• _Exercise aim_
Rescale the records from the line with "As a warehouse robot's perception module, locate police" through the end of the records by rewriting those lines, requests included, with every box coordinate in the answers multiplied by 0.85 and rounded to a whole number, halves rounded up. Leave the numbers in the requests and their format samples unchanged, and give only these lines.

• _Data listing_
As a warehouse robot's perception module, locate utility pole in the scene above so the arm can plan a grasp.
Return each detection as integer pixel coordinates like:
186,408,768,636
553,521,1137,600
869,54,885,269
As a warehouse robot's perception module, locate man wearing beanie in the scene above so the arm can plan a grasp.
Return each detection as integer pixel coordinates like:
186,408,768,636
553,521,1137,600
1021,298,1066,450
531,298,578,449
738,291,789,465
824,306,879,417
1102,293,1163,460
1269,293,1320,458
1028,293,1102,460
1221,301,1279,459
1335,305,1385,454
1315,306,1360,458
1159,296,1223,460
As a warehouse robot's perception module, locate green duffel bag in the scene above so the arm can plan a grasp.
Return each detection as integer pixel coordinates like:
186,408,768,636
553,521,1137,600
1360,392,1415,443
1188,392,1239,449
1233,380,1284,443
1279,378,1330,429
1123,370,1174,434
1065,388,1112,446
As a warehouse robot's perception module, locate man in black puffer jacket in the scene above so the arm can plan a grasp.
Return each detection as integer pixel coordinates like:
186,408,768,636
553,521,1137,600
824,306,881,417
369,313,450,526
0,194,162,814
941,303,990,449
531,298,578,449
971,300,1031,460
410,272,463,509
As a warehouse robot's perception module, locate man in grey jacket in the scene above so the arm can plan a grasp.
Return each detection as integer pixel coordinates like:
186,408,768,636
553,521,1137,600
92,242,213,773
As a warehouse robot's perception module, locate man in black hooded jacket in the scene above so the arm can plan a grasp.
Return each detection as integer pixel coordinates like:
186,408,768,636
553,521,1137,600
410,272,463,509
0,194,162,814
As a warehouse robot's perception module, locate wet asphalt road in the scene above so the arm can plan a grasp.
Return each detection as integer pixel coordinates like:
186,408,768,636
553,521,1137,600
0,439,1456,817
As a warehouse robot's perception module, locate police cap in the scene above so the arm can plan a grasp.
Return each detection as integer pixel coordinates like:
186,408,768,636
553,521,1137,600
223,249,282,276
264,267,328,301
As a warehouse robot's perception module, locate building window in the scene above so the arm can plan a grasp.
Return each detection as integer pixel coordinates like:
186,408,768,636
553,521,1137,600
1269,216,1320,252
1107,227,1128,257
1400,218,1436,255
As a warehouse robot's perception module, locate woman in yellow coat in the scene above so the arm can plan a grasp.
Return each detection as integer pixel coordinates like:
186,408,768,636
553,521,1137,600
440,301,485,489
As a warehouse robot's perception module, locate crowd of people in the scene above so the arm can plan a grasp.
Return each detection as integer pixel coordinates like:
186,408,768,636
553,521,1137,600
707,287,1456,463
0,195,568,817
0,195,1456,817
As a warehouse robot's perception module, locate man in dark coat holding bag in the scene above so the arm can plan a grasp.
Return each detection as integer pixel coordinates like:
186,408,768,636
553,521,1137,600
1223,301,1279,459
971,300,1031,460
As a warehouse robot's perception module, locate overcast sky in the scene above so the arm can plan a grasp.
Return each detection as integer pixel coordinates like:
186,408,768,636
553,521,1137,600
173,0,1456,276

• _Solution to this problem_
As a warehouse robot's perception module, locate police cap in the scene above so the arm can plan a grasp.
Return each detection as integer pixel coordinates like:
186,408,768,636
553,521,1137,600
190,212,240,235
224,227,279,256
As a warehouse robot's perception module, locate building window in the scene above so the arm can plan a grasp.
Return each detection as integer pixel coordinates like:
186,408,768,636
553,521,1137,600
1079,184,1122,214
941,193,959,218
1190,185,1221,217
As a warehouse robot's perception module, locate woman in yellow coat in the scene above so the arm can plan a grasp.
Return each detection as integer pixel coordinates like:
186,408,768,636
553,521,1137,600
374,256,412,416
As a warehouse robot's perception module, locate crowd of people in the scene above so the arm can plan a grasp.
Return each detection as integer pixel coordinates like:
186,408,768,636
553,521,1137,600
601,244,1238,394
0,166,483,694
0,166,1238,694
As a warehouse robot's perception module, locate man in dark coat holding bag in the scene above so the arm can plan a grasp.
Return each detection as integer pixel coordinates like:
186,408,768,636
553,521,1137,600
1040,256,1087,390
825,255,876,391
As a warehouse robot's perception module, locate overcast sky in the scene above so the arm can plan a grasp.
Return each detection as integer pixel coordinates like:
186,408,768,636
553,521,1137,600
147,0,1238,235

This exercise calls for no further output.